WHAT IS BEING ASKED -
Keeping every line intact, repeat the data word for word.

----- MATERIALS PROVIDED -----

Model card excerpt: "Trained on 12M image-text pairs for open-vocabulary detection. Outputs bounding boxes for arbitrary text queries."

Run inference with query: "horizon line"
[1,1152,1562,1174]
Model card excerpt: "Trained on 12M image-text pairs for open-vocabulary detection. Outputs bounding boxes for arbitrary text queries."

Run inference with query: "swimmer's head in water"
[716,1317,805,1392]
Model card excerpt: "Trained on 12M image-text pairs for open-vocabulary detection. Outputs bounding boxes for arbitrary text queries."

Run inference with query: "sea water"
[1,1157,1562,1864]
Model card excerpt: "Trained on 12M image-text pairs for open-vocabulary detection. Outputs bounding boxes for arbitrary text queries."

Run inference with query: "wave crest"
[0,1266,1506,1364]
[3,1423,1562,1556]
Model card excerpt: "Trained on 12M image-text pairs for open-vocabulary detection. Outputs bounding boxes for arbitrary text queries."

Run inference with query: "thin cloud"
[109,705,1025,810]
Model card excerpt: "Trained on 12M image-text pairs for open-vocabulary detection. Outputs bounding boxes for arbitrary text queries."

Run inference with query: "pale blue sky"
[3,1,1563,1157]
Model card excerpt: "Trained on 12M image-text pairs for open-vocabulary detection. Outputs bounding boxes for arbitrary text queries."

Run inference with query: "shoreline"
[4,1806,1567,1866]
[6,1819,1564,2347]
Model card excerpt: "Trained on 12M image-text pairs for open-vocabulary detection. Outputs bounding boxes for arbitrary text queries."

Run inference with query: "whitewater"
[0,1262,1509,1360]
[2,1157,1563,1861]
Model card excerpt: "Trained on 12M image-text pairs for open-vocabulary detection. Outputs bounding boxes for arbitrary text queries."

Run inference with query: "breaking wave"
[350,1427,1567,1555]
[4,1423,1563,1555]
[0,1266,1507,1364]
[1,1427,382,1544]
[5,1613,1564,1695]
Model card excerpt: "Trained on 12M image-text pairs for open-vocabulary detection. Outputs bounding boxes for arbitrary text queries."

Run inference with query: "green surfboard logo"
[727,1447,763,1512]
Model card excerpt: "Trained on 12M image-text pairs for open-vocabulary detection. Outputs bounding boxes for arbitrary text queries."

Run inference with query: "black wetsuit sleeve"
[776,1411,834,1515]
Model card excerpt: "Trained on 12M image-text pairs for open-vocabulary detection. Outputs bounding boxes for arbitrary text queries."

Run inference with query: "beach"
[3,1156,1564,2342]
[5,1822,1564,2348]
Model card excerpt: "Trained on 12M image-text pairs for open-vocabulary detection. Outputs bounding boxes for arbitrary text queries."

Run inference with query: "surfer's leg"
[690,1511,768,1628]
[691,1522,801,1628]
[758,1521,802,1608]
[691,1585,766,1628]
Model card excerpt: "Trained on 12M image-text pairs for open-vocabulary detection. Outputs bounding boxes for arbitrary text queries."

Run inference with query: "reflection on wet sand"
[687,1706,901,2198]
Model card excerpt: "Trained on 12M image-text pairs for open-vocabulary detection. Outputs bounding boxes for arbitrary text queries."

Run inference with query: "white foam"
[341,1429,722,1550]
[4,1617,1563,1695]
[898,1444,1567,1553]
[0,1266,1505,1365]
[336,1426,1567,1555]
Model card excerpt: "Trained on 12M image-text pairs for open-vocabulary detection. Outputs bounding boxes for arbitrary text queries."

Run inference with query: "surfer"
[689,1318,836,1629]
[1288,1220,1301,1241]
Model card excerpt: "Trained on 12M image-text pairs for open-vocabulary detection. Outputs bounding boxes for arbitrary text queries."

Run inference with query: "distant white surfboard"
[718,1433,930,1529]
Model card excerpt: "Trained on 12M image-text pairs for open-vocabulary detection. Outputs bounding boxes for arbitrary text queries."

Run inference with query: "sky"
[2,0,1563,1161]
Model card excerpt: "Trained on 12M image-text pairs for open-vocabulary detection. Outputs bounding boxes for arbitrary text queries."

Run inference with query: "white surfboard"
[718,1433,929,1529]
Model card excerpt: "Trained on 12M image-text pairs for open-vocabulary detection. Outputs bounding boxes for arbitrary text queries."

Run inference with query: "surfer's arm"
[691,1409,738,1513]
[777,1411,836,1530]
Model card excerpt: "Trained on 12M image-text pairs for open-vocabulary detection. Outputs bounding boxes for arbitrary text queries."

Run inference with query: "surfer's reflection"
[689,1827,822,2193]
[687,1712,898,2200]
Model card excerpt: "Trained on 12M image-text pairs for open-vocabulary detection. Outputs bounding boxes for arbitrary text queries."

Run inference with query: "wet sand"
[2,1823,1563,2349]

-----

ANSWER SECTION -
Model card excerpt: "Trained on 12M image-text pairs for open-vocabulary detection. Outputs bounding boxes for arbitrary text queries."

Run inference with query: "horizon line"
[1,1152,1562,1174]
Model card excerpt: "Trained on 12M image-text pairs for open-vocabulary detection. Outputs bounding boxes for arbitrary text queries."

Run inference with query: "swimmer's head in water"
[716,1317,805,1392]
Model card excerpt: "Trained on 12M image-text pairs for open-vocabulary detection. Outputs bounding boxes for arbitrary text queries."

Run inference with query: "sea water"
[1,1157,1562,1864]
Model card excerpt: "Trained on 12M image-text pairs for open-vocabulary detection. Outputs bounding boxes for arbitrary text queries."

Run inference with query: "wave crest"
[0,1266,1506,1364]
[3,1423,1562,1556]
Model card excerpt: "Trained on 12M image-text pairs for open-vocabulary detection. Outputs bounding boxes for arbitrary text queries."

Run inference with query: "thin cloud"
[109,705,1025,810]
Model card excerpt: "Trained on 12M image-text pairs for open-vocabulary detection. Outputs bounding boxes for arbitrary text queries."

Run inference with query: "pale blue sky"
[3,1,1563,1157]
Model card excerpt: "Trained on 12M image-text pairs for open-vocabulary detection. Outputs bounding boxes for arbitrary text queries."

Run inference with query: "shoreline"
[4,1806,1567,1866]
[6,1819,1564,2347]
Model card excerpt: "Trained on 12M image-text pairs for open-vocabulary detection. Outputs bounding boxes for arbitrary text queries."

Run inference with query: "whitewater"
[0,1262,1509,1360]
[2,1157,1563,1861]
Model card excerpt: "Trained on 12M image-text pairs for open-vocabulary detection. Outputs bounding boxes for arbitrary text queries."

Run inference with query: "breaking wave"
[350,1427,1567,1555]
[4,1423,1563,1555]
[0,1266,1507,1364]
[1,1427,382,1544]
[5,1613,1564,1695]
Model card excerpt: "Trained on 12M image-text pairs for open-vocabulary detection. Outputs bounding boxes for arbitrary text queries."

Run inference with query: "green surfboard logo"
[727,1447,763,1512]
Model card excerpt: "Trained on 12M image-text pairs for open-vocabulary detection. Outputs bounding boxes for arbitrary text queries."

Run inference with query: "black wetsuit sleeve"
[776,1411,834,1515]
Model card excerpt: "Trained on 12M image-text pairs for open-vocabulary detection. Outputs bounding boxes for arbitrary text queries."

Run inference with query: "beach"
[3,1156,1564,2342]
[5,1822,1564,2348]
Model card excerpt: "Trained on 12M image-text pairs for open-vocabulary detection. Outputs bounding boxes for arbitrary text queries."

Run inference with query: "surfer's leg"
[690,1511,768,1628]
[691,1522,801,1628]
[758,1521,802,1608]
[691,1585,766,1628]
Model card excerpt: "Trained on 12M image-text pairs for open-vocabulary detection. Outputs bounding boxes for arbitrary text queries."

Run inference with query: "reflection on wet sand"
[687,1706,901,2198]
Model card excerpt: "Trained on 12M image-text pairs for open-vocabulary detection. Outputs bounding boxes for arbitrary text queries."

Run inference with query: "white foam"
[341,1429,722,1550]
[4,1617,1563,1695]
[898,1444,1567,1553]
[0,1266,1505,1365]
[336,1426,1567,1555]
Model card excerpt: "Trained on 12M image-text pairs for open-vocabulary detection. Outputs bounding boxes for arbitrary text queries."

Run inference with query: "surfer"
[689,1318,836,1629]
[1288,1220,1301,1241]
Model card excerpt: "Trained on 12M image-text pairs for open-vocabulary detection. Outputs bounding boxes for arbitrary text queries."

Run inference with query: "distant white surfboard"
[718,1433,930,1529]
Model card excerpt: "Trained on 12M image-text pairs for open-vocabulary detection. Outputs bounding boxes for arbitrary text queries."

Run inference with query: "sky"
[2,0,1563,1161]
Model card excerpt: "Trained on 12M image-text pairs for open-vocabulary detection. Outputs bounding boxes for arbitrary text queries."

Run inference with query: "white surfboard"
[718,1433,929,1529]
Model card excerpt: "Trained on 12M image-text pairs for open-vocabulary detection. Outputs bounding boxes for arbitrary text queries."

Run inference with query: "surfer's arm"
[691,1409,738,1513]
[777,1411,836,1530]
Model card excerpt: "Trained on 12M image-text pairs for open-vocabulary detection. Outputs bounding boxes for arbitrary text queries."

Run inference with query: "surfer's reflection"
[689,1827,822,2193]
[687,1712,898,2200]
Model card excerpt: "Trained on 12M image-text pairs for open-vocabulary detection. Outputs bounding boxes for arbitrary text queries."

Run inference with query: "wet sand"
[2,1823,1563,2349]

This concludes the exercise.